In the cougar hunt thread, where does coyoteslayer say he needs to go this coming winter?

**Text passage**.
start

# cougar hunt



## swbuckmaster (Sep 14, 2007)

Sorry for the link I didn't have time to post it up here hope that ok.
It even has the kill shot on a little video clip enjoy.

http://www.monstermuleys.info/dcforum/D ... /2367.html


----------



## Nor-tah (Dec 16, 2007)

Now that is a Lion Hunt story!!! Wow good job with the detail and the video clip. I would love to do that some day. How long was he?


----------



## swbuckmaster (Sep 14, 2007)

I never measured him but I would say he was average length.


----------



## coyoteslayer (Sep 10, 2007)

Thanks for sharing an awesome story. You got yourself a really nice cat!!! Please send me GPS coordinates of the yotes.  I need to head out to the Bookcliffs this coming winter.


----------



## wyogoob (Sep 7, 2007)

Thanks for sharing. Nice cat


----------



## proutdoors (Sep 24, 2007)

One of my favorite hunting stories of 2007. I am not sure what I enjoyed more, the pictures here, or hearing the passion in your voice when you told me the story in person. Congrats again on your memorable hunt!


----------



## sawsman (Sep 13, 2007)

Good on ya! That was awesome. One less cat is a good thing, especially on the books.

sawsman


----------

end

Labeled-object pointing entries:
start

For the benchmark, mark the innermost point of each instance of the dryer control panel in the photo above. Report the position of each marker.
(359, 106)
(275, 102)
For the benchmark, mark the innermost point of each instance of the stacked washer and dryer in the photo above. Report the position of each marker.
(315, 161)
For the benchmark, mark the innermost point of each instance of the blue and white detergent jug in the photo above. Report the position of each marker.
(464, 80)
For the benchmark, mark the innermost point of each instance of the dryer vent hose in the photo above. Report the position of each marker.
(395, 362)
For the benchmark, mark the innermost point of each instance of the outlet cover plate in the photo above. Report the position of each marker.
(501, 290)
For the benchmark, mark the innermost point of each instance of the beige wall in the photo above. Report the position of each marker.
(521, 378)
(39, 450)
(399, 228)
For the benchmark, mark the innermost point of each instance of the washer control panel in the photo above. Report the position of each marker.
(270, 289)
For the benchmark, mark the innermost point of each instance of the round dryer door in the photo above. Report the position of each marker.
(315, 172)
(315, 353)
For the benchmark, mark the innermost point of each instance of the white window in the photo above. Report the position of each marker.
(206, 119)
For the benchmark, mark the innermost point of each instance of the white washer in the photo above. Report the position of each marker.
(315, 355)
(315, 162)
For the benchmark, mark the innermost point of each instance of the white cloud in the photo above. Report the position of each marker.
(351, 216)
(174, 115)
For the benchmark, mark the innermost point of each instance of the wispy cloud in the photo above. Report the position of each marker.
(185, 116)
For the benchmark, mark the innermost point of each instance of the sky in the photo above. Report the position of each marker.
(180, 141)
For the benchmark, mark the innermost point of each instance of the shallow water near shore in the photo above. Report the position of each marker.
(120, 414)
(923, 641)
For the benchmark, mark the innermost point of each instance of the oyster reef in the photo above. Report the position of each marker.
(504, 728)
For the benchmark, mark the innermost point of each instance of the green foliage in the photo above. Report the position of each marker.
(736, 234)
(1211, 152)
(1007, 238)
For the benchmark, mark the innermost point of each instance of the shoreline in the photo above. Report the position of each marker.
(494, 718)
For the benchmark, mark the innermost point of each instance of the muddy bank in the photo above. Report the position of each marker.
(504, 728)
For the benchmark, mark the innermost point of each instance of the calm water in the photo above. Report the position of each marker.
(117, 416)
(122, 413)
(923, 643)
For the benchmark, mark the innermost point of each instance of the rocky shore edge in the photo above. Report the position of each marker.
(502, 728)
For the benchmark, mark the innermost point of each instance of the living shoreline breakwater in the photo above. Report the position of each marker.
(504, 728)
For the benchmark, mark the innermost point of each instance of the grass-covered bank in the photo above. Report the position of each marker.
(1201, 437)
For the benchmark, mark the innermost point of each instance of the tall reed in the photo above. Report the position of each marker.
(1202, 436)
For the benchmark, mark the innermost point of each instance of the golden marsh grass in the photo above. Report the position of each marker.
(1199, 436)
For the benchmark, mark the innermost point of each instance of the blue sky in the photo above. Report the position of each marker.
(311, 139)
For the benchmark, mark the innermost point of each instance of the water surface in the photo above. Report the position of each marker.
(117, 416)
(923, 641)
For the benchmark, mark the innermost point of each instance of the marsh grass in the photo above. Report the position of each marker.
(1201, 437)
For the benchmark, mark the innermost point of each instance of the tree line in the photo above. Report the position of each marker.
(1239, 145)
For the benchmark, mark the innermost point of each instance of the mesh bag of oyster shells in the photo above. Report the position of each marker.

end

**Response to this task**. The Bookcliffs.